Yapılacak görevler:
- A) Chopin hakkındaki belge alıntısına göre Chopin, Paris'te on sekiz yılda toplam kaç konser vermiştir?
- B) Chopin hakkındaki belge alıntısını son cümlesinden itibaren sürdürün.

Belge alıntısı:
Kısa zamanda hayat seviyesini yükseltmişti. Artık davet edildiği yerlere en iyi terzilerin elinden çıkmış elbiselerle ve kendi arabasiyle gidiyordu. Isınamadığı virtüozluk mesleğine başvurma ihtiyacı kalmamıştı. - Paris'te on sekiz yılda topu topu on dokuz konser vermiş ve bunlardan yalnız dördünde tek başına solist olarak çalmıştır-.

Ağustos 1835'te Karlsbad'a giderek, oraya geldiklerini duyduğu anne ve babasiyle buluştu. Üç haftayı beraber geçirdiler. Bu, beş yıldır Chopin ile anne ve babası arasında ilk görüşmeydi. Bir daha da biribirlerini göremiyeceklerdir.

Kaynak malzeme:
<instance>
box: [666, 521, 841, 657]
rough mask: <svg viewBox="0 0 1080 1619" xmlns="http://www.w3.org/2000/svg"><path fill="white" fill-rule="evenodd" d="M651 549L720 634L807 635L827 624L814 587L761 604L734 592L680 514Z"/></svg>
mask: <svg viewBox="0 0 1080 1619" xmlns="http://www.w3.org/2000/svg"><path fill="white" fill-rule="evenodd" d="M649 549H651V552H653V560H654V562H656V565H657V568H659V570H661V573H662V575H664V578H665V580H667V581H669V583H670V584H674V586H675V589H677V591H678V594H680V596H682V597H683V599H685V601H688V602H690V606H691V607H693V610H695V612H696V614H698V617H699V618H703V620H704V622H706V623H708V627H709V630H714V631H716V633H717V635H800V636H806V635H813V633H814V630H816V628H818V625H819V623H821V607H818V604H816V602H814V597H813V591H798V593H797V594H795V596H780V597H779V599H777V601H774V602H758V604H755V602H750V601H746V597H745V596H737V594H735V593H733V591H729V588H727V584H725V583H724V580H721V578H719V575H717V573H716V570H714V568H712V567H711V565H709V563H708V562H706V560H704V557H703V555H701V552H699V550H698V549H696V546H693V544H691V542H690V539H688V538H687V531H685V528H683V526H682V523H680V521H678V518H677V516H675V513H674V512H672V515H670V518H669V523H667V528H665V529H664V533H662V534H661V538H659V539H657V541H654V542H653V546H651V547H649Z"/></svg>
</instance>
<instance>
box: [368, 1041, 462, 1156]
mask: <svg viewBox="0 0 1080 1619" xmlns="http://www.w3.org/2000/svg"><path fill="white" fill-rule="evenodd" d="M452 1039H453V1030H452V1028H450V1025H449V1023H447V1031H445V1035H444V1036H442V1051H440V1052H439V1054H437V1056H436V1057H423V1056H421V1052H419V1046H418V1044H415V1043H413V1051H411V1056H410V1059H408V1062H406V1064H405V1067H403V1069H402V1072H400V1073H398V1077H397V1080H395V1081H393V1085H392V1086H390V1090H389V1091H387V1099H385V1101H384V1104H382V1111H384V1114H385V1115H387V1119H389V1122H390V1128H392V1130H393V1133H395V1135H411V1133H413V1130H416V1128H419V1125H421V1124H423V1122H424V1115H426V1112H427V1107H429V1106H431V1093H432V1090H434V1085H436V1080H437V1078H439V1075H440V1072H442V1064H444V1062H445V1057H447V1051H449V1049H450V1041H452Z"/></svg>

Etkinlik cevapları:
- A) On dokuz konser.

- B)
Chopin dönüşte Dresden'de Wodzinski ailesiyle karşılaştı. Ailenin Varşova'dan ve çocukluğundan tanıdığı, şimdi on altı yaşında kızı Maria da oradaydı. Chopin bir haftayı da onlarla birlikte geçirdi. Gündüzleri Maria Wodzinski'ye şehri, Elbe nehri kıyılarını gezdiriyordu. Akşam salonda çeşitli oyunlar oynanıyor, piyano çalınıyordu... Derken, Chopin bir kont kızı ile aralarındaki engelleri unuturcasına ısındı Maria'ya. Fakat kızın ailesi evlenmelerine izin vermedi. Chopin bu aşktan elinde kalan birkaç mektup ile kuru bir çiçeği, üzerinde "moya biyeda" - ıstırabım - yazılı bir zarf içinde ömrünün sonuna kadar saklayacaktı.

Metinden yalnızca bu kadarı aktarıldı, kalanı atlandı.